DATA IN THIS EXERCISE: Begin

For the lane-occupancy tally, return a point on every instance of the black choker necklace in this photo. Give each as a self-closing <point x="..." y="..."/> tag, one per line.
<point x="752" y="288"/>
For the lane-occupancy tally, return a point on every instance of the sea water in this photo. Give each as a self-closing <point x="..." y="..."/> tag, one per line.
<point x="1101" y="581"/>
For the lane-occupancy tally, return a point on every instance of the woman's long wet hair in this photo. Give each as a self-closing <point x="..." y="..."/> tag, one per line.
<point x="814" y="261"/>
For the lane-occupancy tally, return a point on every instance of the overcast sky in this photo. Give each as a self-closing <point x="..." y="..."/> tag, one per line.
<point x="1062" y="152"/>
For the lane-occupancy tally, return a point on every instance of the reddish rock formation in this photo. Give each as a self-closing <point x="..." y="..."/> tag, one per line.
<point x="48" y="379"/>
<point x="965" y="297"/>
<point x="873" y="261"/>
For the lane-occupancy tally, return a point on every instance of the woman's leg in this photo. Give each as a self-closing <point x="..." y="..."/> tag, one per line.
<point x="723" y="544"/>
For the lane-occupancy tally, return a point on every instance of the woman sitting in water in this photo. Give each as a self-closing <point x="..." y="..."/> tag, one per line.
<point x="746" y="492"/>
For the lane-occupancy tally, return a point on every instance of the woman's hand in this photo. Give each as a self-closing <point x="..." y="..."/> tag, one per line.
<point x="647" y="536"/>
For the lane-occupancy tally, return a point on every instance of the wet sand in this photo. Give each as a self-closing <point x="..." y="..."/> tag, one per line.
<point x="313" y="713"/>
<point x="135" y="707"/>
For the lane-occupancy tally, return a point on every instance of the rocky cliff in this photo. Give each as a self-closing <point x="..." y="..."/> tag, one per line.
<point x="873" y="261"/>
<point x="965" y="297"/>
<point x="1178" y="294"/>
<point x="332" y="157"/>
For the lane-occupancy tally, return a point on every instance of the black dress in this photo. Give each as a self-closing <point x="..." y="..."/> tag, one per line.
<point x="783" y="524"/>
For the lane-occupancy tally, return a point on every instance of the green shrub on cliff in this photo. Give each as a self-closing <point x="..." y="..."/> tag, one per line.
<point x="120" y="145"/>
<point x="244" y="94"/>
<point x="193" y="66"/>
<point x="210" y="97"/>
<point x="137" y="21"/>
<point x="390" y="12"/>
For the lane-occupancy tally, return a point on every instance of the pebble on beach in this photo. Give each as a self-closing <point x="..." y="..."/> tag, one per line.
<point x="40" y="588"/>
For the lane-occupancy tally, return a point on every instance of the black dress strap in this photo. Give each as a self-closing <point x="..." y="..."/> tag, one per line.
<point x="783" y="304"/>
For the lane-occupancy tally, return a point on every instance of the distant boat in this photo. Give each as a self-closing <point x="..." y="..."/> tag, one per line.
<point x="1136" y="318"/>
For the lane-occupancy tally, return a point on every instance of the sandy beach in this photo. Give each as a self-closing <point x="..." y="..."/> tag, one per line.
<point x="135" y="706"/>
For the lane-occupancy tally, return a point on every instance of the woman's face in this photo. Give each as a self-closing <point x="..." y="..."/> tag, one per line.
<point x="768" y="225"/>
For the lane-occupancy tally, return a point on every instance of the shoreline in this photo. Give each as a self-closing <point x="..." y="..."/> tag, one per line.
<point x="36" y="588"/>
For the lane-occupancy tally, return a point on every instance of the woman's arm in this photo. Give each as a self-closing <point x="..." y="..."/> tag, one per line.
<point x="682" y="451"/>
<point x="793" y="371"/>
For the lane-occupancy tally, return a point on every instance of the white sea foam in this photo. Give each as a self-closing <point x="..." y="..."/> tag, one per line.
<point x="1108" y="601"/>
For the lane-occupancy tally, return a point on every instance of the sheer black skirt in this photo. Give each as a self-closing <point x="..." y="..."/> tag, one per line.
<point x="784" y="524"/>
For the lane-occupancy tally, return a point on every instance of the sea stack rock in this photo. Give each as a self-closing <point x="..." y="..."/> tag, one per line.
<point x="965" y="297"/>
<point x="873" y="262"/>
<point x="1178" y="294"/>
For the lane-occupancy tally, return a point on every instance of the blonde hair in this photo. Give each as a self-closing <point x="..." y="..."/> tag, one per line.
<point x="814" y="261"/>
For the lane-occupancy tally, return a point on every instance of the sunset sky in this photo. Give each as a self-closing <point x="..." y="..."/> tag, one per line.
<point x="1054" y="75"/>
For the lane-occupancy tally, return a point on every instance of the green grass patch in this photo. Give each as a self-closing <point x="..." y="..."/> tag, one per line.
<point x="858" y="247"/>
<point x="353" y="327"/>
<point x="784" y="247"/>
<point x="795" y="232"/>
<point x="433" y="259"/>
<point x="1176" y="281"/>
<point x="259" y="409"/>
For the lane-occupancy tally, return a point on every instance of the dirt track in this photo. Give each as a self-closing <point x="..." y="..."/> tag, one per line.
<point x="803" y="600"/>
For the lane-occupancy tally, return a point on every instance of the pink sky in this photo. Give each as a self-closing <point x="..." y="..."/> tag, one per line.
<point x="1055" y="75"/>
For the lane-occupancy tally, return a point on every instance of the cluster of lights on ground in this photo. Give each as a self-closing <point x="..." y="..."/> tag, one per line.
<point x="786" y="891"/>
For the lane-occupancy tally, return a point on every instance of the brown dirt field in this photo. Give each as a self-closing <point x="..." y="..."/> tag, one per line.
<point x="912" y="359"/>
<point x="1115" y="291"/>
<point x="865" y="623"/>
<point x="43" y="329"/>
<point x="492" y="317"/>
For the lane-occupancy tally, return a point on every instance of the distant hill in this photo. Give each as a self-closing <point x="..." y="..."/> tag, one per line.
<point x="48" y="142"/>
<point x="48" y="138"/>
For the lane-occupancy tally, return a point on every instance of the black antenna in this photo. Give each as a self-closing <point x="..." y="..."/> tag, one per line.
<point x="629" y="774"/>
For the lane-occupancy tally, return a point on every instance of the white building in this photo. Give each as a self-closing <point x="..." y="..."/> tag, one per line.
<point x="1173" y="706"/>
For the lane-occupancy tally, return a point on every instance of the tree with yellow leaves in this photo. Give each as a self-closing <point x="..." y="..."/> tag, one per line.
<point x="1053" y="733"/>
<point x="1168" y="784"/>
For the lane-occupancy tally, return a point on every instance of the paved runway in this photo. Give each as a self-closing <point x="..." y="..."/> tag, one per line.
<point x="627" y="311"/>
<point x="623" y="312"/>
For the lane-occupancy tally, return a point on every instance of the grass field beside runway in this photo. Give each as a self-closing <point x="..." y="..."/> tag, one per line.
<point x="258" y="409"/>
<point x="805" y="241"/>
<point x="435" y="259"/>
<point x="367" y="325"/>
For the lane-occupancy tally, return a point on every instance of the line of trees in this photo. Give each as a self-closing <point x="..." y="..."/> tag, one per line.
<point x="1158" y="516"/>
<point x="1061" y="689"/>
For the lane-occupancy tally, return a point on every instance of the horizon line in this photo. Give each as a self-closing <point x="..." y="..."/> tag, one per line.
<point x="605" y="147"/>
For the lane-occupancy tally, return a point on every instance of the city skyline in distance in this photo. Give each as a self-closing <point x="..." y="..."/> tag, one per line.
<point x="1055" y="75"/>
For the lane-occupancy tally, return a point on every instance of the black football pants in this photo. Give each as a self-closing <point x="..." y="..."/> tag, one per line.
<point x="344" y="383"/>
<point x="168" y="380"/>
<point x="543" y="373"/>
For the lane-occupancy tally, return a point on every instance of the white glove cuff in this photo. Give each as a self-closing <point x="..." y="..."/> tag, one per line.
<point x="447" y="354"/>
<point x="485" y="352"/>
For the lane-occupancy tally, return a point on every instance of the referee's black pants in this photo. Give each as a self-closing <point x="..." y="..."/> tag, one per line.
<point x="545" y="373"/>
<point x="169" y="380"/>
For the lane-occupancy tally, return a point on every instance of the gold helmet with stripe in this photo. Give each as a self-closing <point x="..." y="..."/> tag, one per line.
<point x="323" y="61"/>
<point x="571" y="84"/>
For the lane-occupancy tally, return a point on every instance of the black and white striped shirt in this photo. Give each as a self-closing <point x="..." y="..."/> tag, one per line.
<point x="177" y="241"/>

DATA IN THIS EXERCISE: End

> **TASK DETAILS**:
Once the line with "of the gold" is located in the data above, repeat it and every later line through the end, exactly.

> **SOLVED PROBLEM**:
For the lane-occupancy tally, return a point on every instance of the gold helmet with stripe in this photo. Give each as a self-closing <point x="..." y="..."/> tag, one per line.
<point x="323" y="61"/>
<point x="571" y="84"/>
For the lane-occupancy tally, return a point on every instance of the black and white striped shirt in this photo. Give each as a self-closing <point x="..." y="..."/> tag, one per line.
<point x="177" y="241"/>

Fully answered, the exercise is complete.